Problema proposto
Por favor, transcreva do texto sobre Darcy Cruz o trecho que vai de "DARCY CRUZ, Artista" até "de sua carreira.", inclusive.

Texto de leitura
--------

FRONTISPÍCIO DAS ARTES

A arte começa onde a imitação acaba. Oscar Wilde

terça-feira, 16 de abril de 2013

DARCY CRUZ, Artista Plástico Naïf de Mogi das Cruzes (1931 a 2007)


Imagem: Obra o Vendedor de Cocadas
Autor: Darcy Cruz
Texto: Enzo Ferrara


Darcy Cruz (1931 a 2007)

Não tive a oportunidade de conhecer esse grande artista em vida, mas tenho um enorme respeito e carinho por ele, que é sempre lembrado por outros artistas com grande saudade. Darcy Cruz é um dos maiores artistas Naïfs de Mogi das Cruzes e do Brasil com um trabalho reconhecido, resultado de vários anos de dedicação e de prêmios que ele conquistou ao longo de sua carreira.

--------

Entradas de um conjunto de dados
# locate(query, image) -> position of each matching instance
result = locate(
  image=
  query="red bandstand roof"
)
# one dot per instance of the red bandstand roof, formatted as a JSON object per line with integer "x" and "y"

--------

Resultado completo
DARCY CRUZ, Artista Plástico Naïf de Mogi das Cruzes (1931 a 2007)


Imagem: Obra o Vendedor de Cocadas
Autor: Darcy Cruz
Texto: Enzo Ferrara


Darcy Cruz (1931 a 2007)

Não tive a oportunidade de conhecer esse grande artista em vida, mas tenho um enorme respeito e carinho por ele, que é sempre lembrado por outros artistas com grande saudade. Darcy Cruz é um dos maiores artistas Naïfs de Mogi das Cruzes e do Brasil com um trabalho reconhecido, resultado de vários anos de dedicação e de prêmios que ele conquistou ao longo de sua carreira.